Plenty of well-loved movies are full of easy-to-miss details, references, and jokes.
There's a Disney reference in "Shrek 2," and a date on a flyer doesn't make sense in "Mean Girls."
Warning: Spoilers ahead for the movies mentioned.
In "The Breakfast Club," Allison uses a makeup brush that John previously put in his mouth.
In one scene of "The Breakfast Club," John uses an eyebrow brush from Claire's bag to clean his teeth.
Later on, when Claire gives Allison a makeover, she, unfortunately, uses that same brush on Allison's brows.
"Elf" has plenty of bizarre moments, but a quick phone call may be one of the weirdest.
The caller asks if she can declaw eight kittens, and it's never explained why a secretary at a publishing house would have to do that.
A legal technicality thwarts Hades in "Hercules."
At the end of "Hercules," the titular demigod strikes a deal with Hades. He agrees to give up his powers for a day as long as it means Meg is safe.
While they're discussing the terms of the agreement, Hades describes it as "boilerplate," which is a standard legal contract form.
Boilerplate provisions require that rules be made about how the contract is interpreted, and in this case, that should've included a definition of what Meg's safety entailed — being completely unharmed or simply remaining alive.
Since Hercules regains his power after Meg is injured, it would've benefited Hades to have been more careful with the exact wording of the deal.
After accidentally blowing up a bird in "Shrek," Fiona fries up its eggs for breakfast.
The morning after Shrek and Donkey rescue her, Princess Fiona gets into a singing competition with a bird she meets in the forest. But the bird explodes trying to match the princess' high pitch.
The scene seems to be a dark parody of when Disney princesses sing with animals.
The moment gets even more morbid when the shot of the bird's nest fades into one of its eggs frying on a rock as Fiona prepares breakfast for Shrek and Donkey.
Shrek accidentally makes out with a psuedo-Ariel in "Shrek 2."
"Shrek 2" opens with a montage of Shrek and Fiona's honeymoon.
While they're on the beach, a wave comes in, and Shrek goes from embracing Fiona to kissing a mermaid who washed in from the ocean.
The mermaid has bright-red hair, a purple bra, and a greenish-blue tail that are very similar to Princess Ariel's look in Disney's "The Little Mermaid."
A student in "High School Musical" exits the same classroom twice in one scene.
After homeroom on the first day back from winter break, Gabriella and Troy talk in the hallway outside of the classroom.
When Troy first leaves the room, his basketball teammate Jason walks out behind him and pats him on the back.
A few seconds later, while Gabriella and Troy are talking, Jason can be seen exiting the same classroom for a second time.
The whole thing probably would've been less noticeable if Jason hadn't drawn attention to himself by interacting with the main character during his first exit.
Ryan and Chad switch clothes after the baseball game in "High School Musical 2."
Throughout "I Don't Dance" in "High School Musical 2," Chad's wearing his baseball uniform, and Ryan's wearing an all-white outfit with a blue-and-white cap.
But when Ryan and Chad sit and eat together after the game, they've switched outfits.
Aside from Taylor commenting on Chad's new hat, no other characters acknowledge this clothing switch.
It's unclear why they did it, but this beloved detail has been used to support the fan-speculated relationship between Ryan and Chad.
In "Confessions of a Teenage Drama Queen," Lola passes a rather alarming sign on the drive into New Jersey.

[Problem 1]: Pull out every line of the listing that contains the word "background".
The movie-details text and the listing come from separate, unrelated sources.

[Entries provided]:
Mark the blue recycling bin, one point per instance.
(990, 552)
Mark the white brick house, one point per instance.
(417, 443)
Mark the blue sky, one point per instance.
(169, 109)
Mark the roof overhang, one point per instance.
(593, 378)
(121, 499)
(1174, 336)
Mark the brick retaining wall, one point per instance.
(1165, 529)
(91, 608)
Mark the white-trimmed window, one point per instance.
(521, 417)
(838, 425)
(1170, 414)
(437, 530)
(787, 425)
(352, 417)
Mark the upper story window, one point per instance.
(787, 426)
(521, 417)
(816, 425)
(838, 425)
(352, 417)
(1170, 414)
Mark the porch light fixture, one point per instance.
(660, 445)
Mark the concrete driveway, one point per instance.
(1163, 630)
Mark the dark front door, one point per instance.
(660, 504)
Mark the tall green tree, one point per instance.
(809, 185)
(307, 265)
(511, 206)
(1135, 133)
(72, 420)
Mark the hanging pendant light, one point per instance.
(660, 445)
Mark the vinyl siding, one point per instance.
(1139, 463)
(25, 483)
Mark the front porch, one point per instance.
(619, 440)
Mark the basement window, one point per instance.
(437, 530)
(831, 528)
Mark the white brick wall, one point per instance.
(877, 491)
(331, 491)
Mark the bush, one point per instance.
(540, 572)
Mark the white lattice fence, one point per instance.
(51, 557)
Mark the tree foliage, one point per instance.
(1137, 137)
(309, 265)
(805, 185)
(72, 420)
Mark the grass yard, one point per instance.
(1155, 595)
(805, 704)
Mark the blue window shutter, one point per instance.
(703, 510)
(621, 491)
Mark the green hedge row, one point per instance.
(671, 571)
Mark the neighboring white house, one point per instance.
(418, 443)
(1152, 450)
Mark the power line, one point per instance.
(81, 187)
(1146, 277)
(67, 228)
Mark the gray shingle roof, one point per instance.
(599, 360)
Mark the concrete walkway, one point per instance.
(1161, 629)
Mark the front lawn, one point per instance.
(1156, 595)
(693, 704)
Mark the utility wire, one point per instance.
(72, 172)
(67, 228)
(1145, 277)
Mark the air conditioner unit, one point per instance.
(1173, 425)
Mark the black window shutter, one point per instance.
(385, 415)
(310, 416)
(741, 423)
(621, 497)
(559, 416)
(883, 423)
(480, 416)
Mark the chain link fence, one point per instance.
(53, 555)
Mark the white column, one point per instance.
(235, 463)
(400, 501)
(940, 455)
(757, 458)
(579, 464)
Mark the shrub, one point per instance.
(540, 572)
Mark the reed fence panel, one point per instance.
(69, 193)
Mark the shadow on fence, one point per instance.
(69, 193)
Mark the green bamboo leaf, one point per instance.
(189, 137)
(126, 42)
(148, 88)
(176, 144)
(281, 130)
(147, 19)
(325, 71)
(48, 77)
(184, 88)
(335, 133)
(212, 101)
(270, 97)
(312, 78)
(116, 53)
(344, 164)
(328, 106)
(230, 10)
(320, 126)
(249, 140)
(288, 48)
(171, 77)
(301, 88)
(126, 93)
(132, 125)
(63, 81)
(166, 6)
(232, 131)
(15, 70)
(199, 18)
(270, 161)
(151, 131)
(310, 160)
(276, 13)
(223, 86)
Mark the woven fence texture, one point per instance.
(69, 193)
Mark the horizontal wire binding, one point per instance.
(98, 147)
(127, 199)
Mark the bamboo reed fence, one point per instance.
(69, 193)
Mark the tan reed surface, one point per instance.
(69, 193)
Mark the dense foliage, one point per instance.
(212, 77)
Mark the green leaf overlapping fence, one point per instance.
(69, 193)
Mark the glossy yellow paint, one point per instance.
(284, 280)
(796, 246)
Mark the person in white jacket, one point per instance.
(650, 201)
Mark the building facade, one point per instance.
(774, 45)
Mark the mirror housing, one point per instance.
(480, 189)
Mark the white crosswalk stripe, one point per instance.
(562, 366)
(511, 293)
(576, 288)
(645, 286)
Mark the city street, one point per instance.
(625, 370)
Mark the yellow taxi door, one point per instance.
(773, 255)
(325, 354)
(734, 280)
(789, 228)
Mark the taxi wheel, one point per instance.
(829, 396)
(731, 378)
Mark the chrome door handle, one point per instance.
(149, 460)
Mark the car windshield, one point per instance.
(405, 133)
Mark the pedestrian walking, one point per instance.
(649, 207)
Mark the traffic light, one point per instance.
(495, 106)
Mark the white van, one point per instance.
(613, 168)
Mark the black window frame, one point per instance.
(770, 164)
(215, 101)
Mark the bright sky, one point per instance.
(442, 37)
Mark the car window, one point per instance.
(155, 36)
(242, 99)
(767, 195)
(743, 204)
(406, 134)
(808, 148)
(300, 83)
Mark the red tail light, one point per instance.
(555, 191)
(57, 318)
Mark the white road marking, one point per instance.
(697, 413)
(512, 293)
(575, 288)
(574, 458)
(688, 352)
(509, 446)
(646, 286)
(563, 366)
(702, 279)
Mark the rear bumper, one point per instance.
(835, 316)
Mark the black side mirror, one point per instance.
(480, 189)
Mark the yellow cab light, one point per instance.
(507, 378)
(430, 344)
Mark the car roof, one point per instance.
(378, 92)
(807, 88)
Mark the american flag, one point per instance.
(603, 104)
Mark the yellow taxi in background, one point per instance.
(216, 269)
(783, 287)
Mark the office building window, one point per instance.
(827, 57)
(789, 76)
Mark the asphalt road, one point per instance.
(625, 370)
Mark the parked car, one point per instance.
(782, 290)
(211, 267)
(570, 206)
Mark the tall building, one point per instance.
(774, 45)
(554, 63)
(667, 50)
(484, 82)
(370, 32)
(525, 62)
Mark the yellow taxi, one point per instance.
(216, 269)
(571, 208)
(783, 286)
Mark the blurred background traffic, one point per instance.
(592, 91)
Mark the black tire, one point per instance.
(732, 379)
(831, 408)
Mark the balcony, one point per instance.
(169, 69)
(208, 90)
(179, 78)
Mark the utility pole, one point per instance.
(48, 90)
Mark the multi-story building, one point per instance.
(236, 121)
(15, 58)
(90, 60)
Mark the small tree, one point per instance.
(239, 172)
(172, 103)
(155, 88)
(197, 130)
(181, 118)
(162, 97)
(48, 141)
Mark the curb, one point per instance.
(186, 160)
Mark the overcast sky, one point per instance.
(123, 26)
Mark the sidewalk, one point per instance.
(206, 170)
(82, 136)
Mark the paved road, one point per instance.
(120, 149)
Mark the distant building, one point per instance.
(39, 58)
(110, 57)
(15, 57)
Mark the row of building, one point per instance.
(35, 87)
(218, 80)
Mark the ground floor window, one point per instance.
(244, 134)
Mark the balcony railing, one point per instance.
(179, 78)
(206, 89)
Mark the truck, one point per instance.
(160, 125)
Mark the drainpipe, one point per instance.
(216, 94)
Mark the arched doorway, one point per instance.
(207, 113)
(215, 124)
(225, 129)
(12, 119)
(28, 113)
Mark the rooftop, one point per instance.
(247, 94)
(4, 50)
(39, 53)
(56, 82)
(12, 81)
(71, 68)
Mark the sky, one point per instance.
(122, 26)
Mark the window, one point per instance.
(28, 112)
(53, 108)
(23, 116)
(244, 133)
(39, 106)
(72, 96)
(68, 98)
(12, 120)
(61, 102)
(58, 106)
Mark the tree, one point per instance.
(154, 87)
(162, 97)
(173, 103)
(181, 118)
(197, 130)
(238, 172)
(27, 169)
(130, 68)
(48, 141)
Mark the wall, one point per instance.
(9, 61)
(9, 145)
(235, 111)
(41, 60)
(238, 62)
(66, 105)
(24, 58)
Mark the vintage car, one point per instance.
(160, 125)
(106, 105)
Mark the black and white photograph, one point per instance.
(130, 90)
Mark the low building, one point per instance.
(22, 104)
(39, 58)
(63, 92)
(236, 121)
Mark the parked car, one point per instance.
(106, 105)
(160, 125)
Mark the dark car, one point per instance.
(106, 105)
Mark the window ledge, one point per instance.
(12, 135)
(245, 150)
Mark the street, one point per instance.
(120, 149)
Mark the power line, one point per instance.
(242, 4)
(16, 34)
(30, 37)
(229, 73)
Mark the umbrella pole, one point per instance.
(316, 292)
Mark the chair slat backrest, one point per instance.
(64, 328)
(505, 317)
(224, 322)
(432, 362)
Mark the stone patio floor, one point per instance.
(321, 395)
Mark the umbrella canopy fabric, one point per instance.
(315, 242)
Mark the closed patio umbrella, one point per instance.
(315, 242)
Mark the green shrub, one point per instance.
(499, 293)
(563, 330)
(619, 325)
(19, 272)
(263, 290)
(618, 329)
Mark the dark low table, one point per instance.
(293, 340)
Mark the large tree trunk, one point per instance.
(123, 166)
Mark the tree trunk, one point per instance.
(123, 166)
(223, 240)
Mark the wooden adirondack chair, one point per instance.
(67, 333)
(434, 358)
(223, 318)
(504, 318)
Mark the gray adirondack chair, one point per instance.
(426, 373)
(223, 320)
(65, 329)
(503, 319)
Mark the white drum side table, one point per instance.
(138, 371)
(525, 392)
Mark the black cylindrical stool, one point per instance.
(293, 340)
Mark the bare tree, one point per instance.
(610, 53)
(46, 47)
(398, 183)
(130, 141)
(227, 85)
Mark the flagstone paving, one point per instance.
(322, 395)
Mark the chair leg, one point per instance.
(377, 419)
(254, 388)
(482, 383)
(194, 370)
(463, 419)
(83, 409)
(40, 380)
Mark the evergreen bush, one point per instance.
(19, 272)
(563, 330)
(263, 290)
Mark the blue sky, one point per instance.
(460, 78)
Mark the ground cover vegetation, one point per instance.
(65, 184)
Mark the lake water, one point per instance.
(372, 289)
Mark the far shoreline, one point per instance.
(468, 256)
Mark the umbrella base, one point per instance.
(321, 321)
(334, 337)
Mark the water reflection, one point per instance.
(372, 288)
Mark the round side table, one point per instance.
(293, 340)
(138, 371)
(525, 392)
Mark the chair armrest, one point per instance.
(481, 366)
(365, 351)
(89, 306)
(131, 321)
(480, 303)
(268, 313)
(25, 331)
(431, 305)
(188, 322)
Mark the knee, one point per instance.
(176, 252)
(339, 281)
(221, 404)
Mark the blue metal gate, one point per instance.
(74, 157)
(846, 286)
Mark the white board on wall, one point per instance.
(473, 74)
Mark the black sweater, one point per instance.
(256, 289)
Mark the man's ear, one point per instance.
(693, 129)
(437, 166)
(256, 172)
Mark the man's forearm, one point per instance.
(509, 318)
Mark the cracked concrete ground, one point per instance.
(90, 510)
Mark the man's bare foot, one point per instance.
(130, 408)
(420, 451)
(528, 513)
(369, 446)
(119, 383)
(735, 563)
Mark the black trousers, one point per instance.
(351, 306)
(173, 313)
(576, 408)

[Problem 2]: Reproduce word for word the passage of the movie-details text starting at "At the end of" and ending at "simply remaining alive.".

[Worked answer 1]:
Mark the yellow taxi in background, one point per instance.
Mark the blurred background traffic, one point per instance.

[Worked answer 2]:
At the end of "Hercules," the titular demigod strikes a deal with Hades. He agrees to give up his powers for a day as long as it means Meg is safe.
While they're discussing the terms of the agreement, Hades describes it as "boilerplate," which is a standard legal contract form.
Boilerplate provisions require that rules be made about how the contract is interpreted, and in this case, that should've included a definition of what Meg's safety entailed — being completely unharmed or simply remaining alive.